和服用入場者鑑札(木製)(写真左)、和服用入場者鑑札(木製)(写真右)

上の写真は、立会場に入るために必要とされていた東京株式取引所(東株)の和服用入場鑑札(木製)で、大正時代に使用されたものです。東株の開業当時から、このような鑑札が使われていたのかどうか定かではありませんが、当時から立会場は特別な場所であったということが伝わってきます。

半纏

上の写真は、大正時代に仲買店従業員が着用していた“半纏”ですが、鑑札に和服用があることから、このころまでは立会従業員をはじめ仲買人たちの格好は和服であったようです。

昭和初期にある古老が綴った『株界源平盛衰記』では、明治30年ごろの様子を、「その頃、株店の主人公には勿論縞の着物、博多の一本獨姑の角帯なんかで雪駄履き、チョイと粋な格好であったが、小僧などは雨が降ると裸足で印伴天を着て駈け歩いていた。店員は和服に前垂掛けで草履ばき、と云つても質屋の番頭のようなギコチないものではなく、キツッとして何處か粋な處のある若い衆の姿は、花柳界などでひどくモテたものだ。」などと描いています。

• [課題の内容] 文書抜粋にある東京株式取引所の和服用入場鑑札は、どの時代に使われたものですか。 データはここでは使いません。

• [データ抜粋]
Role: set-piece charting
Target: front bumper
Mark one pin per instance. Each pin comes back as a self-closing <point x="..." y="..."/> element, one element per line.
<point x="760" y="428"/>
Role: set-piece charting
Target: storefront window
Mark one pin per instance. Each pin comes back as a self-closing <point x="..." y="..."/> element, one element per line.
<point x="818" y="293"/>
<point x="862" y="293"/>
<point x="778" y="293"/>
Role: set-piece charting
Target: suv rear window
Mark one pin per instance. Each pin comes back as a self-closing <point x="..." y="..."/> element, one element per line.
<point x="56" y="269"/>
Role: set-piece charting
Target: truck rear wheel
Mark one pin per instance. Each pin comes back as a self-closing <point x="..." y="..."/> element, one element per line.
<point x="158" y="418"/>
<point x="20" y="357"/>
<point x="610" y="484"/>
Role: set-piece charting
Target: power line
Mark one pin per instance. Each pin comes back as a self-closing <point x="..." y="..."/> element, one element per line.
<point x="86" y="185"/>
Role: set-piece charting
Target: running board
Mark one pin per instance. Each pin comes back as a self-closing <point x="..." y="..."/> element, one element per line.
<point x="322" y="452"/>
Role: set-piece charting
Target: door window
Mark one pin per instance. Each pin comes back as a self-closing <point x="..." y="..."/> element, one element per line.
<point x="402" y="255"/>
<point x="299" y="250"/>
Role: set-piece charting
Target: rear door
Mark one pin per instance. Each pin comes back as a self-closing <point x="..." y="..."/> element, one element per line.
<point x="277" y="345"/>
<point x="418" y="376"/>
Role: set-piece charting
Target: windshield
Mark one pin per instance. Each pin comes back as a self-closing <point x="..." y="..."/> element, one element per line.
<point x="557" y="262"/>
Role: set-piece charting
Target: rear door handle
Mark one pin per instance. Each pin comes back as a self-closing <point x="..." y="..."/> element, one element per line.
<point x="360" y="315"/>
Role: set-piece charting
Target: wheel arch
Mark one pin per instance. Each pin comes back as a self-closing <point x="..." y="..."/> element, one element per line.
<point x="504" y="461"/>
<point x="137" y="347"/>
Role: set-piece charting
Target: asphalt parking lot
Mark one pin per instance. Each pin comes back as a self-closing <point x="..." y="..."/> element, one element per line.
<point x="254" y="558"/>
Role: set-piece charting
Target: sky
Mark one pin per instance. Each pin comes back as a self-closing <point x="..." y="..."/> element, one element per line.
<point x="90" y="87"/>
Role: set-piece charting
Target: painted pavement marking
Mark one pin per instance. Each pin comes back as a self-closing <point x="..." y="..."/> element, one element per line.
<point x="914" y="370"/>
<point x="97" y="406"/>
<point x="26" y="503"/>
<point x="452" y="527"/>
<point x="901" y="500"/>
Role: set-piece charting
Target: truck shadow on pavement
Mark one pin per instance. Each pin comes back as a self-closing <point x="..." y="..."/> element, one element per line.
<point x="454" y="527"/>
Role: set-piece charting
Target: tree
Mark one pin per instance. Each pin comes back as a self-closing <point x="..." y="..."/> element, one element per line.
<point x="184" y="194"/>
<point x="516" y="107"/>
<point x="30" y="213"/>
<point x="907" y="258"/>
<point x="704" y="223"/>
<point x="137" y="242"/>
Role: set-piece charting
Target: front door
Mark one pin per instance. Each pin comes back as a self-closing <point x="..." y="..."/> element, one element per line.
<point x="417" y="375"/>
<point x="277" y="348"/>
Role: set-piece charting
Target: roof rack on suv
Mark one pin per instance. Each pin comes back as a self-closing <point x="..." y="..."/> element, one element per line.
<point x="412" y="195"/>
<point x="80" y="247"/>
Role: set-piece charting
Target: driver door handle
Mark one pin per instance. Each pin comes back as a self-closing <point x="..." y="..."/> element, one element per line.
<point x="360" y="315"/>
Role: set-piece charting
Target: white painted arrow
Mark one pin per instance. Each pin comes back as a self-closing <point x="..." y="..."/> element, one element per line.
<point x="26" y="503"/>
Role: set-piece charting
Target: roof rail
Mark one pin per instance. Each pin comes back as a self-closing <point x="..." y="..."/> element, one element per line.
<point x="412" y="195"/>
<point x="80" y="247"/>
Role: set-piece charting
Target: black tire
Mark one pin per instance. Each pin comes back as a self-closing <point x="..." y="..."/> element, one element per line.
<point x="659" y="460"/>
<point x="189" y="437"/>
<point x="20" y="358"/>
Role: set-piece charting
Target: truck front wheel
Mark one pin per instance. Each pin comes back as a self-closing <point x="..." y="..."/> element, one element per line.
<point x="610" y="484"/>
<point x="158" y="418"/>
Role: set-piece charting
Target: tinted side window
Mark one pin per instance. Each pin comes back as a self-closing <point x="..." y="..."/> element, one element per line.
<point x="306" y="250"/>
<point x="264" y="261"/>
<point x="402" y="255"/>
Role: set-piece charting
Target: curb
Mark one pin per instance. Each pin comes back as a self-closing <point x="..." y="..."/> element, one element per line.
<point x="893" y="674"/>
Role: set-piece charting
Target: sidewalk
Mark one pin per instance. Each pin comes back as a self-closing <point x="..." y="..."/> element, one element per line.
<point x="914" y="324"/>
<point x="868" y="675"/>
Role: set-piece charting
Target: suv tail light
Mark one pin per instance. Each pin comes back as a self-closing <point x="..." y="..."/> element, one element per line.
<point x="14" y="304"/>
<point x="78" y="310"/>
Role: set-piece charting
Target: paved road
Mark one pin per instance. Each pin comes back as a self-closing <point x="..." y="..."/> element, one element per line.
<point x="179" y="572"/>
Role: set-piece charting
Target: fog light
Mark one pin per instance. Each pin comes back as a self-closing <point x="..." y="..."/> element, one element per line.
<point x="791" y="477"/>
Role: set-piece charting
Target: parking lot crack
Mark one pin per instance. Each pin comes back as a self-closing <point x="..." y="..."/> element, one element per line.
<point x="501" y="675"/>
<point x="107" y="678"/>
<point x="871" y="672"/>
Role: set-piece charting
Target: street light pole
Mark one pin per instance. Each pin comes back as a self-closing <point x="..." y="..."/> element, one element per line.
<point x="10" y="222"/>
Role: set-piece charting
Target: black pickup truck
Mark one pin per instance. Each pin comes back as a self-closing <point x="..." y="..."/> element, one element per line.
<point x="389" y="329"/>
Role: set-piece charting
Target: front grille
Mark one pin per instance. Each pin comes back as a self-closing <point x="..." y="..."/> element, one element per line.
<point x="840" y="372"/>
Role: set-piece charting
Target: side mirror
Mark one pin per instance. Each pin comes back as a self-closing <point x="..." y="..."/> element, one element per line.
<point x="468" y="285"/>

• [課題の解答] 大正時代です。